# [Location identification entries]
- - -

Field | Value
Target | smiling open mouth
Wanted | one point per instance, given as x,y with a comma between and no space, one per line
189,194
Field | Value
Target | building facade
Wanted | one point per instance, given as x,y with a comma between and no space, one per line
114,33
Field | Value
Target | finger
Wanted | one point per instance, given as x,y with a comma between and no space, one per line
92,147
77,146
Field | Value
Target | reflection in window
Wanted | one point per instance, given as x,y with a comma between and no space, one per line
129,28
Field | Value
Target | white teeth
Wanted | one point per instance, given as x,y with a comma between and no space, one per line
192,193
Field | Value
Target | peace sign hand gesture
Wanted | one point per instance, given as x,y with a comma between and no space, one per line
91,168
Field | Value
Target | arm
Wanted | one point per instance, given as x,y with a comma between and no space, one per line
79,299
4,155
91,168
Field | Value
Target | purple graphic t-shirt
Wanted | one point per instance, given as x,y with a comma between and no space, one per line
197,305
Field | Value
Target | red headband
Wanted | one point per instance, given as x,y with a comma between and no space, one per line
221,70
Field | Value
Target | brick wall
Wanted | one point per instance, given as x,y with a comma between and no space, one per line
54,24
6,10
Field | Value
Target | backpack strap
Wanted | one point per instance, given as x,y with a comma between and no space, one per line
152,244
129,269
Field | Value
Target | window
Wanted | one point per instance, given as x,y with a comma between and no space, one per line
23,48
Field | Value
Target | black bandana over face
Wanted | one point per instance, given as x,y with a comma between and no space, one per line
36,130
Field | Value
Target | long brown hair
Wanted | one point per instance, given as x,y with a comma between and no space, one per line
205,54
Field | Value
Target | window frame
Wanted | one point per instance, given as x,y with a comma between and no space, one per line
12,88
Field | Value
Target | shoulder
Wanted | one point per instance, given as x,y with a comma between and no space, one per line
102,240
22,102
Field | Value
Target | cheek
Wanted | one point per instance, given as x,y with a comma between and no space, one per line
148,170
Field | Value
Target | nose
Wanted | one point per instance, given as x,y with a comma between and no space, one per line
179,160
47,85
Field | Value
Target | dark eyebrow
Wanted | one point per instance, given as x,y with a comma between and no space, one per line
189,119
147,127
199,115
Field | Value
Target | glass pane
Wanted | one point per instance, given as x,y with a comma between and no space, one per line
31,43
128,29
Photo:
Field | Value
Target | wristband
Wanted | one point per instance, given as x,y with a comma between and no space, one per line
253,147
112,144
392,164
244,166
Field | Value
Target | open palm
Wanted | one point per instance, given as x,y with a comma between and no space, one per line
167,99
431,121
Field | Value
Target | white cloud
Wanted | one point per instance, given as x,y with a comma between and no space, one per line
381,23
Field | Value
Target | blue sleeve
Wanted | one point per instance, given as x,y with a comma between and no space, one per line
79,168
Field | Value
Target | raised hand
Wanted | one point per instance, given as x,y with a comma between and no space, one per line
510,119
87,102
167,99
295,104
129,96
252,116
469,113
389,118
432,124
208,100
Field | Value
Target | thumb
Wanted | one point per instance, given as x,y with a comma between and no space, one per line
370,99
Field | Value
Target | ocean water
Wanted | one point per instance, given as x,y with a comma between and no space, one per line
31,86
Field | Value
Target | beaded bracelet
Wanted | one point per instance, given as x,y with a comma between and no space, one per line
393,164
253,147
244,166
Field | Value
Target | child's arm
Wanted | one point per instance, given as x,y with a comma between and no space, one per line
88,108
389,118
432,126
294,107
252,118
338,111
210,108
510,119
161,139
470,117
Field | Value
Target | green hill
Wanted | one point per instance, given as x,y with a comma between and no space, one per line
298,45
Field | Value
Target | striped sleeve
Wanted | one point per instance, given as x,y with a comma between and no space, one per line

- - -

# [Problem description]
Write down all the entries again without a single difference.

# [Expected answer]
Field | Value
Target | smiling open mouth
Wanted | one point per instance, given as x,y with a comma between and no space, one per line
189,194
Field | Value
Target | building facade
Wanted | one point per instance, given as x,y with a comma between and no space, one per line
114,33
Field | Value
Target | finger
Wanted | one point per instance, given as x,y with a comma between and no space, one per line
92,147
77,146
Field | Value
Target | reflection in window
Wanted | one point per instance, given as x,y with a comma between and no space, one per line
129,28
Field | Value
Target | white teeth
Wanted | one point per instance, given as x,y with a comma between and no space, one per line
192,193
Field | Value
Target | peace sign hand gesture
Wanted | one point per instance, given as x,y with a comma between and no space, one per line
91,168
Field | Value
Target | arm
Wanted | one point per instance, given as x,y with a comma between and no space, one per line
79,299
4,155
91,168
Field | Value
Target | purple graphic t-shirt
Wanted | one point per instance, given as x,y with a comma between and no space, one per line
197,305
Field | Value
Target | red headband
Wanted | one point per instance, given as x,y with a comma between and no space, one per line
221,70
Field | Value
Target | brick wall
Wanted | one point per instance, given as x,y with a comma between and no space, one per line
54,24
6,10
Field | Value
Target | backpack strap
Wanted | one point per instance, given as x,y with a comma between and no space, one per line
152,244
129,269
Field | Value
Target | window
Wanted | one point per instance, given as x,y with a comma between and no space, one per line
23,48
Field | Value
Target | black bandana over face
Wanted | one point per instance, given as x,y with a comma between and no space, one per line
36,130
Field | Value
Target | long brown hair
Wanted | one point per instance, given as x,y with a comma between and no space, one per line
205,54
Field | Value
Target | window frame
Wanted | one point per instance, given as x,y with a comma between and no space, one per line
12,88
Field | Value
Target | shoulder
Wanted | one point per instance, given as x,y with a comma between and no space, one per line
102,240
22,102
Field | Value
Target | cheek
Wanted | one point per instance, given as x,y with a comma between and no space, one per line
148,170
Field | Value
Target | nose
Wanted | one point per instance, given as x,y with a comma between and no space, one per line
179,160
47,85
Field | Value
Target | dark eyebrow
Wanted | one point per instance, given as x,y with a comma between and no space, one per line
189,119
147,127
199,115
Field | Value
Target | glass pane
Wanted | one point per instance, given as x,y with a comma between and no space, one per line
31,43
128,29
Photo:
Field | Value
Target | wristband
Wanted | one point per instance, given as x,y with a comma between and no space, one per line
253,147
112,144
392,164
244,166
Field | Value
Target | open palm
Wanted | one point per instance, given as x,y with a comma between and no space, one per line
167,99
431,121
Field | Value
Target | white cloud
Wanted | one point per instance, given as x,y with a comma between and no space, one per line
381,23
Field | Value
Target | blue sleeve
Wanted | one point per instance, given as x,y with a comma between and no space, one per line
79,168
Field | Value
Target | raised hand
Wanted | one point per instance, given as x,y with a comma between and no space, one per line
510,119
87,102
167,99
295,104
129,96
252,116
469,113
389,118
432,124
208,100
Field | Value
Target | thumb
Wanted | one point per instance, given as x,y with a comma between and no space, one per line
370,99
Field | Value
Target | ocean water
Wanted | one point per instance, given as x,y with a comma between and no space, one per line
31,86
Field | Value
Target | beaded bracelet
Wanted | one point per instance, given as x,y with a comma between and no space, one per line
393,164
253,147
244,166
Field | Value
Target | child's arm
Wanted | one point per instance, given as x,y with a comma between and no space, one per line
88,108
389,118
432,126
294,107
252,118
338,111
210,108
510,119
161,139
470,117
Field | Value
Target | green hill
Wanted | one point per instance, given as x,y with a comma between and no space, one per line
298,45
Field | Value
Target | striped sleeve
Wanted | one point per instance, given as x,y with a comma between and no space, one per line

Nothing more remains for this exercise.